### RECORDS PROVIDED
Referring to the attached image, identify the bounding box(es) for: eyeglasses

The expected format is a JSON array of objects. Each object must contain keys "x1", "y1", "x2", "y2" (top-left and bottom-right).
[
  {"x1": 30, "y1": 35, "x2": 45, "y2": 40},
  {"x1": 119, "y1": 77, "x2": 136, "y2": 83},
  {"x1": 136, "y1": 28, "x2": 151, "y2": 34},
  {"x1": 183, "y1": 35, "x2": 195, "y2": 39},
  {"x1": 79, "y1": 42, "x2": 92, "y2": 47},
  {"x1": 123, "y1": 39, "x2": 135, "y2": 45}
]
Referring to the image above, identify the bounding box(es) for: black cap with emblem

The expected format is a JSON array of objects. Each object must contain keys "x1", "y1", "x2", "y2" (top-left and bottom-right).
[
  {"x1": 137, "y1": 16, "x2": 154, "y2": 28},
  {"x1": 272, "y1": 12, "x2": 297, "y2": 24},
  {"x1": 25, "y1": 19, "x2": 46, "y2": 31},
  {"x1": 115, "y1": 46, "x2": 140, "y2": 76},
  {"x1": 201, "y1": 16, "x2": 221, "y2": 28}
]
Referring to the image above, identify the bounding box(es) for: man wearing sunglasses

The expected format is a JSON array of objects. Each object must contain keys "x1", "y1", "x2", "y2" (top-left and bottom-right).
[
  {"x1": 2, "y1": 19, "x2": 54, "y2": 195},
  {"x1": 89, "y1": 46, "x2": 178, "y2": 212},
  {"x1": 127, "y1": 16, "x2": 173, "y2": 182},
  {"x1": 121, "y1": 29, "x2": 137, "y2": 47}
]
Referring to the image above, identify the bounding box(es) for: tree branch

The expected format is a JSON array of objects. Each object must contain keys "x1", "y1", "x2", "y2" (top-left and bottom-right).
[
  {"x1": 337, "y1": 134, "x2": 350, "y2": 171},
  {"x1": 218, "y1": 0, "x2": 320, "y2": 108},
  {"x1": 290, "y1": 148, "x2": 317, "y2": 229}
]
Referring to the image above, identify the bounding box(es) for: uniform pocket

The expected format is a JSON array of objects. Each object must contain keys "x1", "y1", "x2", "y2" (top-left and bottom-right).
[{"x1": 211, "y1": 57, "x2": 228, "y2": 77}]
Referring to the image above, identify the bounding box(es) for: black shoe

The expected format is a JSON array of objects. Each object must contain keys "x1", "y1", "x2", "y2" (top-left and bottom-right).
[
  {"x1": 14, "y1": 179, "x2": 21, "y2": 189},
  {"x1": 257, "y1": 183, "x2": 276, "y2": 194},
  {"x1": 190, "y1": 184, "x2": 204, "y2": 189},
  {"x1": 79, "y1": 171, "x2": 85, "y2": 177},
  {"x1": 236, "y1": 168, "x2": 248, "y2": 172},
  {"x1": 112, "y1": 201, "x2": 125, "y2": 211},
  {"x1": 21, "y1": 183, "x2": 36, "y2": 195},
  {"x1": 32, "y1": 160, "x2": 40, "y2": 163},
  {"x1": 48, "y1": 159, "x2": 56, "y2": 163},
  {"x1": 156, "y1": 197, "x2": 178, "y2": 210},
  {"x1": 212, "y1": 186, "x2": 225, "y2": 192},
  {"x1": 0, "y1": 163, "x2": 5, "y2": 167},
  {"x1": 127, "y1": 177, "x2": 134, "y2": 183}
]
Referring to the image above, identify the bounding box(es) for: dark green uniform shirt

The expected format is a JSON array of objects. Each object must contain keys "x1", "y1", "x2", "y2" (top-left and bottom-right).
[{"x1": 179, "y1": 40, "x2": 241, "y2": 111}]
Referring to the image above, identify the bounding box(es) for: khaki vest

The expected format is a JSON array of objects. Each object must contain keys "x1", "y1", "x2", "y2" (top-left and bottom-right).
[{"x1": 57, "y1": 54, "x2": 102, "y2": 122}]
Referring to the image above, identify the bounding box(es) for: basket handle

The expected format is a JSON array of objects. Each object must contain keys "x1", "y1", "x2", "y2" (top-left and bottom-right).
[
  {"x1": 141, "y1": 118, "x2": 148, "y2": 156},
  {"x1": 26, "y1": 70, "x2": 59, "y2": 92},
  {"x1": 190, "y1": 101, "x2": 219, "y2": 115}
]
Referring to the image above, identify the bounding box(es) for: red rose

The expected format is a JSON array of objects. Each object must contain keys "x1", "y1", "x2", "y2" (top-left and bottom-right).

### TASK DIRECTIONS
Reproduce the complete data exactly as presented above.

### RESULT OF THIS EXERCISE
Referring to the attached image, identify the bounding box(es) for: eyeglasses

The expected format is a JSON array of objects. Each object must contain keys "x1", "y1", "x2", "y2" (top-left and bottom-right).
[
  {"x1": 30, "y1": 35, "x2": 45, "y2": 40},
  {"x1": 119, "y1": 77, "x2": 136, "y2": 83},
  {"x1": 136, "y1": 28, "x2": 151, "y2": 34},
  {"x1": 183, "y1": 35, "x2": 195, "y2": 39},
  {"x1": 79, "y1": 42, "x2": 92, "y2": 47},
  {"x1": 123, "y1": 39, "x2": 135, "y2": 45}
]
Referring to the image above, identify the bounding box(es) for: black cap with emblem

The expected format is a JSON array of objects. Each object must contain keys "x1", "y1", "x2", "y2" (top-left and bottom-right).
[
  {"x1": 137, "y1": 16, "x2": 154, "y2": 28},
  {"x1": 272, "y1": 12, "x2": 297, "y2": 24},
  {"x1": 25, "y1": 19, "x2": 46, "y2": 31},
  {"x1": 115, "y1": 46, "x2": 140, "y2": 76},
  {"x1": 201, "y1": 16, "x2": 221, "y2": 28}
]
Referring to the image above, identify the bounding box(es) for: man wearing sunglasses

The expected format is a JSON array of objects. Each object must contain keys "x1", "y1", "x2", "y2" (top-left and bottom-right).
[
  {"x1": 2, "y1": 19, "x2": 54, "y2": 195},
  {"x1": 89, "y1": 46, "x2": 178, "y2": 212},
  {"x1": 127, "y1": 16, "x2": 173, "y2": 182},
  {"x1": 121, "y1": 29, "x2": 137, "y2": 47}
]
Referring to the image above, identify the bounding box(es) for: tree branch

The expected format is a JSON array of objects. Each object must contain keys "x1", "y1", "x2", "y2" (top-left and bottom-right).
[
  {"x1": 337, "y1": 134, "x2": 350, "y2": 171},
  {"x1": 218, "y1": 0, "x2": 320, "y2": 108},
  {"x1": 290, "y1": 148, "x2": 317, "y2": 229}
]
Referring to the image above, identify the bounding box(es) for: uniform pocket

The expected format is a JSON array of objects. Each object must contain keys "x1", "y1", "x2", "y2" (top-left and bottom-right).
[{"x1": 211, "y1": 57, "x2": 228, "y2": 77}]
Referring to the image above, identify the bounding box(es) for: black shoe

The expected format is a JSON array of objects. Each object must contain keys "x1", "y1", "x2", "y2" (top-left and bottom-right).
[
  {"x1": 14, "y1": 179, "x2": 21, "y2": 189},
  {"x1": 257, "y1": 183, "x2": 276, "y2": 194},
  {"x1": 190, "y1": 184, "x2": 204, "y2": 189},
  {"x1": 79, "y1": 171, "x2": 85, "y2": 177},
  {"x1": 236, "y1": 168, "x2": 248, "y2": 172},
  {"x1": 112, "y1": 201, "x2": 125, "y2": 211},
  {"x1": 21, "y1": 183, "x2": 36, "y2": 195},
  {"x1": 32, "y1": 160, "x2": 40, "y2": 163},
  {"x1": 48, "y1": 159, "x2": 56, "y2": 163},
  {"x1": 156, "y1": 197, "x2": 178, "y2": 210},
  {"x1": 212, "y1": 186, "x2": 225, "y2": 192},
  {"x1": 0, "y1": 163, "x2": 5, "y2": 167},
  {"x1": 127, "y1": 177, "x2": 134, "y2": 183}
]
Referring to the image above, identify the bounding box(es) for: dark green uniform shirt

The expected format is a JSON array of objects. Each object must contain keys "x1", "y1", "x2", "y2" (top-left and bottom-right).
[{"x1": 179, "y1": 40, "x2": 241, "y2": 111}]
Referring to the image above, identify the bounding box(es) for: khaki vest

The expected format is a JSON array of objects. Each object must contain keys "x1", "y1", "x2", "y2" (top-left and bottom-right).
[{"x1": 57, "y1": 54, "x2": 102, "y2": 122}]
Referring to the image above, identify the bounding box(es) for: basket handle

The expected format is a JSON array of objects. Each object must contain keys "x1", "y1", "x2", "y2" (top-left and bottom-right).
[
  {"x1": 141, "y1": 118, "x2": 148, "y2": 156},
  {"x1": 26, "y1": 70, "x2": 59, "y2": 92},
  {"x1": 190, "y1": 101, "x2": 219, "y2": 115}
]
Referring to the image above, identify the bounding box(es) for: red rose

The expected format is a JSON array of objects. Each object must contain keys "x1", "y1", "x2", "y2" (top-left and bottom-right).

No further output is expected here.